### YOUR TASK
Collect every line in the items below that contains the word "wall".

Entries from an annotation dataset:
▬▬▬▬▬▬

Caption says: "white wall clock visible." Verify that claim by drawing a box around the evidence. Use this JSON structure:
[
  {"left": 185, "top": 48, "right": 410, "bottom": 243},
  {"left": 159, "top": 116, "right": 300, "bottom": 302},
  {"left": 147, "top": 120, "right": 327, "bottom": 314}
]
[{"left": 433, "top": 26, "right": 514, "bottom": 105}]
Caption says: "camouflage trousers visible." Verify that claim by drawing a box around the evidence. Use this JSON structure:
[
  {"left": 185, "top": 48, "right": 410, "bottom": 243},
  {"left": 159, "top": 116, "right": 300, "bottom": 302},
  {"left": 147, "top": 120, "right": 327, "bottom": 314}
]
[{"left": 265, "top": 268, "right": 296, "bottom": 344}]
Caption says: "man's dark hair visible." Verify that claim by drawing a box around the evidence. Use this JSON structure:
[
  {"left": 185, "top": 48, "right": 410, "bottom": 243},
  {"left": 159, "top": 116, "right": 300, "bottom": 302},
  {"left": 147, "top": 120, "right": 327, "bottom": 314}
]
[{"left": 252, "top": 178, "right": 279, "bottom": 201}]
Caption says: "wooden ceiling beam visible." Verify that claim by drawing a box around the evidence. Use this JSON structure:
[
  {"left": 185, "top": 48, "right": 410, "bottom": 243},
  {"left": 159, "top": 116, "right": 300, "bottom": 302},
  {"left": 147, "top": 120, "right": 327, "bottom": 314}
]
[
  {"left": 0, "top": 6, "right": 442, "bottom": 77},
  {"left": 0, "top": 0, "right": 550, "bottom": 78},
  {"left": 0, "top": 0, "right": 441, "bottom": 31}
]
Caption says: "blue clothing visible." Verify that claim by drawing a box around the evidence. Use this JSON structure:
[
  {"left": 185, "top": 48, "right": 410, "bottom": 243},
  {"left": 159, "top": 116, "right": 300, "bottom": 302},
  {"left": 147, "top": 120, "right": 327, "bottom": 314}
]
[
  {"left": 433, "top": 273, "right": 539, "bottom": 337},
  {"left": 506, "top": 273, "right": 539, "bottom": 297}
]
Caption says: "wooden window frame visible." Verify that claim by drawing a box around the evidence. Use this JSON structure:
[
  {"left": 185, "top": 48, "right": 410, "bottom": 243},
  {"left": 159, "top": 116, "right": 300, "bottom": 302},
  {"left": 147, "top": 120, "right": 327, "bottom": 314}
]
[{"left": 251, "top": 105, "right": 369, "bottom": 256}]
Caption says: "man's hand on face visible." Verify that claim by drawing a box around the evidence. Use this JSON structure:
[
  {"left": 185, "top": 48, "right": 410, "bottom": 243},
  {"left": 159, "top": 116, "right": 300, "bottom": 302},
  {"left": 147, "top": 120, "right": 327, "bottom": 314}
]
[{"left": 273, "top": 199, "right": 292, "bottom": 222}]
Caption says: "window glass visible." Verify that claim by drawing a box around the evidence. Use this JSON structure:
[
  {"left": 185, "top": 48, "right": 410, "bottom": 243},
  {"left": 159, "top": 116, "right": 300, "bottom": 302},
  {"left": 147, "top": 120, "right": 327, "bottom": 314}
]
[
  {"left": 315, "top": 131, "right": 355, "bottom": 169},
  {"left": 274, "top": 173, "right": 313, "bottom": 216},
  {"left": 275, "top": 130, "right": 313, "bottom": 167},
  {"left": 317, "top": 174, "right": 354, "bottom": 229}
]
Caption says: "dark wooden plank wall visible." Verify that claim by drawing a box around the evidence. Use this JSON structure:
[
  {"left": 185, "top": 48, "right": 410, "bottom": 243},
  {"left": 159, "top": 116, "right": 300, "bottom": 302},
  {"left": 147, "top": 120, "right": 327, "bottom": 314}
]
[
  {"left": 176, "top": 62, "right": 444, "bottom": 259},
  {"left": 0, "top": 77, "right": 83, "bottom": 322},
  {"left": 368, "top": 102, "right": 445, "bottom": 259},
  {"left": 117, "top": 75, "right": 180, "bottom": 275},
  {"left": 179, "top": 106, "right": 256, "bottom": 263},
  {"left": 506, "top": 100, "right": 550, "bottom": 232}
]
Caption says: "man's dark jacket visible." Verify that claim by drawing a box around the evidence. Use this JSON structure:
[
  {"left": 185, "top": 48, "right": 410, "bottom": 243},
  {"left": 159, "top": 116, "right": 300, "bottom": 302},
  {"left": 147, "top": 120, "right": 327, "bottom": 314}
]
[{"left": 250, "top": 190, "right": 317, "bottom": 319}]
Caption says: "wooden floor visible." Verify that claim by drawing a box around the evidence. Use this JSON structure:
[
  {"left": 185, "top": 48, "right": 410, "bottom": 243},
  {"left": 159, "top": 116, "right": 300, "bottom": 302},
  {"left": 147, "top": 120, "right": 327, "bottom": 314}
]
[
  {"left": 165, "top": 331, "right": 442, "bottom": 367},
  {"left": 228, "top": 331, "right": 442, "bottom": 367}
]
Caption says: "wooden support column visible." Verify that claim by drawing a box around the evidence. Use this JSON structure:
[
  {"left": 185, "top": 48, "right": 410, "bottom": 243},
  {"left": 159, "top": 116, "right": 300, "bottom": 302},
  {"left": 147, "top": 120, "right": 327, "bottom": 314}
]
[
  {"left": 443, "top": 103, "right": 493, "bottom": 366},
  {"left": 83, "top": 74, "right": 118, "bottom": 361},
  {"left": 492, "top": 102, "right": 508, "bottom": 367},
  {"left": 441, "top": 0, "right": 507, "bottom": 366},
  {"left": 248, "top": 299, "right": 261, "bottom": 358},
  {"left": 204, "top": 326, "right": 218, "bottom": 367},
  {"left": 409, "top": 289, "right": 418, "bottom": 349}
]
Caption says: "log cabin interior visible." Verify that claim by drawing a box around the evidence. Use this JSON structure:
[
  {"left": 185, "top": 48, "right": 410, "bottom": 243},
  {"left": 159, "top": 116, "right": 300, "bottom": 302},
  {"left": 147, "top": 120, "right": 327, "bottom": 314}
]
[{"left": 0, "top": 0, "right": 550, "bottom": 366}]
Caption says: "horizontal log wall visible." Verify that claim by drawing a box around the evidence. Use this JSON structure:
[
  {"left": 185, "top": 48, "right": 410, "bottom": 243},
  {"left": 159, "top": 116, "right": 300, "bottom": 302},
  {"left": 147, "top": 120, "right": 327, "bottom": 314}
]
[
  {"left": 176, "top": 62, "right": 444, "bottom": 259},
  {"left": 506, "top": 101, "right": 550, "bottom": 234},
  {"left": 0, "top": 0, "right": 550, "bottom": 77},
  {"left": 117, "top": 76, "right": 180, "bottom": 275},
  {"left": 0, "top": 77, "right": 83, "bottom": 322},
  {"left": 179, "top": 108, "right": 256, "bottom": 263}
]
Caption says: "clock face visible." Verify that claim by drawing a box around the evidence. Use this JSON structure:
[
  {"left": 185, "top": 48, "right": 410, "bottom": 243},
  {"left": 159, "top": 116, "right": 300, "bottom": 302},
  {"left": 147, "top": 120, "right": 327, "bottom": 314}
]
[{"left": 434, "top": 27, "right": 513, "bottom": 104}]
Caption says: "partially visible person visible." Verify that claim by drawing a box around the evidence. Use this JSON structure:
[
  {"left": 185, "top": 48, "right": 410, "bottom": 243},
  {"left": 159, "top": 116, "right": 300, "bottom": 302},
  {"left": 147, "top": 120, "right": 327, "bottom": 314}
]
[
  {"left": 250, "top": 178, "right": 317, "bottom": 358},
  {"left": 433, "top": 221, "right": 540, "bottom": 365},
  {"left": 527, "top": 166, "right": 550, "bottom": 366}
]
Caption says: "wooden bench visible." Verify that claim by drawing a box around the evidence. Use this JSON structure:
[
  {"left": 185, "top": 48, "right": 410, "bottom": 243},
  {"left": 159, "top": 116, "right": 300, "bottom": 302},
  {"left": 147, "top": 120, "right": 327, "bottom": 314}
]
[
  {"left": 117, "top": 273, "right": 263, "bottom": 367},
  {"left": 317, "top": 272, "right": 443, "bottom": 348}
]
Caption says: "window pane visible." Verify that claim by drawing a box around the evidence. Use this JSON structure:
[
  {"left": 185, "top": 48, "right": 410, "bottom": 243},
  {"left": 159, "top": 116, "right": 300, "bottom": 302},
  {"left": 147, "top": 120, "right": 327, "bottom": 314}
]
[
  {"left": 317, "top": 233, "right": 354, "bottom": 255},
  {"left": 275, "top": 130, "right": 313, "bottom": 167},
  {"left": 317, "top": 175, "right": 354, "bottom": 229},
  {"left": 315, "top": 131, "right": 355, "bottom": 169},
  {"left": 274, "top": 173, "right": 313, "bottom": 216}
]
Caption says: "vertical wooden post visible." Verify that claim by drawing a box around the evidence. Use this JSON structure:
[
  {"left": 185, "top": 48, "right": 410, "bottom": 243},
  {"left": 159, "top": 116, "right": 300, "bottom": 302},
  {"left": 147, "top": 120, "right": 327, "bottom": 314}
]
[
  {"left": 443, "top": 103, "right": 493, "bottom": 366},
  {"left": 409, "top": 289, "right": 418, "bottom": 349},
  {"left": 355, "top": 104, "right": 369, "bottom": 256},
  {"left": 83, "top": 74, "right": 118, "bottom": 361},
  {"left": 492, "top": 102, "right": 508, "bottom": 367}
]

▬▬▬▬▬▬

### THE OUTPUT
Caption says: "white wall clock visible." Verify that claim by drawing a box around the evidence. Use this JSON structure:
Caption says: "dark wooden plank wall visible." Verify that claim by drawing a box around the evidence. Use this JSON structure:
Caption says: "horizontal log wall visible." Verify that claim by drawing a box around the evidence. Use this JSON structure:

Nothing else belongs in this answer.